* [Exercise goal]: Copy out the data below. Keep every word as it is.

+ + +

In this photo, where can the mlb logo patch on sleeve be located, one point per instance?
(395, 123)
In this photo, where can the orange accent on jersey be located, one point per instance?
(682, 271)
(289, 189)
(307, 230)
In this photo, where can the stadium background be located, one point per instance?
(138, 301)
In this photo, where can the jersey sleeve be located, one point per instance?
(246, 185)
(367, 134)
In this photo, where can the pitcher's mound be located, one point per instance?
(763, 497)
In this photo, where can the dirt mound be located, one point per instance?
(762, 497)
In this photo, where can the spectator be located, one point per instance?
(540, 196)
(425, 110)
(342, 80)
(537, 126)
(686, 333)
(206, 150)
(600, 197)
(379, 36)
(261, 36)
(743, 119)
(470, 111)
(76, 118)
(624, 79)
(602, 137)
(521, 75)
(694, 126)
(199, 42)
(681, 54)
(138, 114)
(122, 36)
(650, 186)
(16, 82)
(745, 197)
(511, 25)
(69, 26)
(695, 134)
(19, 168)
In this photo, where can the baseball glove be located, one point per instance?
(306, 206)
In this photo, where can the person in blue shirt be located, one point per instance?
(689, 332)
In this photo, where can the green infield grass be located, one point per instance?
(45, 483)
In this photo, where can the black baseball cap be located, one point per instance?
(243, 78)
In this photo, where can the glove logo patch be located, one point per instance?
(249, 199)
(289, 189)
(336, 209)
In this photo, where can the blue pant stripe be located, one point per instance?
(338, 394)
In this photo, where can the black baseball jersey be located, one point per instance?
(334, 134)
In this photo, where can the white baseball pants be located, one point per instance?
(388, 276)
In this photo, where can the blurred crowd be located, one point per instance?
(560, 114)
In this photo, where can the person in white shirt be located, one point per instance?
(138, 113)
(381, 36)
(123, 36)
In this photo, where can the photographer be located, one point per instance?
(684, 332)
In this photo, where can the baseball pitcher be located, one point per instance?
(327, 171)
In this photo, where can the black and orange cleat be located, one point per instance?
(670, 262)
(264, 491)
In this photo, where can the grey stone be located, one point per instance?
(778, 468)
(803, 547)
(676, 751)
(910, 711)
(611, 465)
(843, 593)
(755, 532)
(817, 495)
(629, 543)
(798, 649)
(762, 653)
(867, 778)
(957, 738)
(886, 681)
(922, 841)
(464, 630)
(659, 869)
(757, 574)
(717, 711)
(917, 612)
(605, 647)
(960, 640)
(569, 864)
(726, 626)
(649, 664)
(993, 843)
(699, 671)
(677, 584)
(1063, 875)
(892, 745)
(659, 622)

+ + +

* [Expected answer]:
In this photo, where can the mlb logo patch on sleeve be located, one point per instance?
(395, 123)
In this photo, where can the orange accent on jersey be located, one point per instance?
(682, 271)
(289, 189)
(307, 230)
In this photo, where can the stadium background be located, one point per instance?
(138, 301)
In this photo, where can the jersey sleeve be located, one point per instance?
(246, 185)
(367, 134)
In this photo, where can the pitcher's mound be located, one point per instance?
(763, 497)
In this photo, where can the dirt mound be located, one point per instance?
(762, 497)
In this photo, where can the spectator be located, one point per instance?
(540, 196)
(425, 110)
(342, 80)
(537, 126)
(686, 333)
(206, 150)
(600, 197)
(379, 36)
(261, 36)
(743, 119)
(470, 111)
(76, 118)
(624, 79)
(602, 137)
(521, 75)
(694, 126)
(199, 42)
(681, 54)
(138, 114)
(122, 36)
(650, 186)
(16, 82)
(745, 197)
(511, 25)
(69, 26)
(695, 134)
(19, 168)
In this photo, where can the baseball glove be located, one point per instance?
(306, 206)
In this photo, where can the person in blue shirt be located, one point per instance?
(689, 332)
In this photo, where can the green infield grass be located, one point per instance?
(45, 483)
In this photo, where can the black baseball cap be located, one point per instance?
(243, 78)
In this photo, where can the glove logo patch be located, one point per instance?
(249, 199)
(289, 189)
(336, 209)
In this photo, where can the blue pant stripe be located, one point per instance?
(338, 394)
In this photo, where can the black baseball jersey be located, one point per instance?
(334, 134)
In this photo, where can the white baseball pants be located, one point per instance?
(388, 276)
In this photo, where can the blurred crowd be located, one point per instance?
(560, 114)
In this photo, where can the person in white shirt be located, one point per instance?
(138, 113)
(381, 36)
(123, 36)
In this photo, where can the photographer be located, one point per instance?
(684, 332)
In this photo, where can the baseball pitcher be located, one point per instance?
(327, 171)
In this photo, where can the black and orange cleat be located, one point per instance?
(670, 262)
(264, 491)
In this photo, where can the grey stone be located, one point per instance?
(778, 468)
(803, 547)
(676, 751)
(910, 711)
(611, 465)
(843, 593)
(755, 532)
(817, 495)
(629, 543)
(798, 649)
(762, 653)
(867, 778)
(957, 738)
(886, 681)
(922, 841)
(464, 630)
(659, 869)
(757, 574)
(717, 711)
(917, 612)
(605, 647)
(960, 640)
(569, 864)
(726, 626)
(649, 664)
(993, 843)
(699, 671)
(677, 584)
(1063, 875)
(892, 745)
(659, 622)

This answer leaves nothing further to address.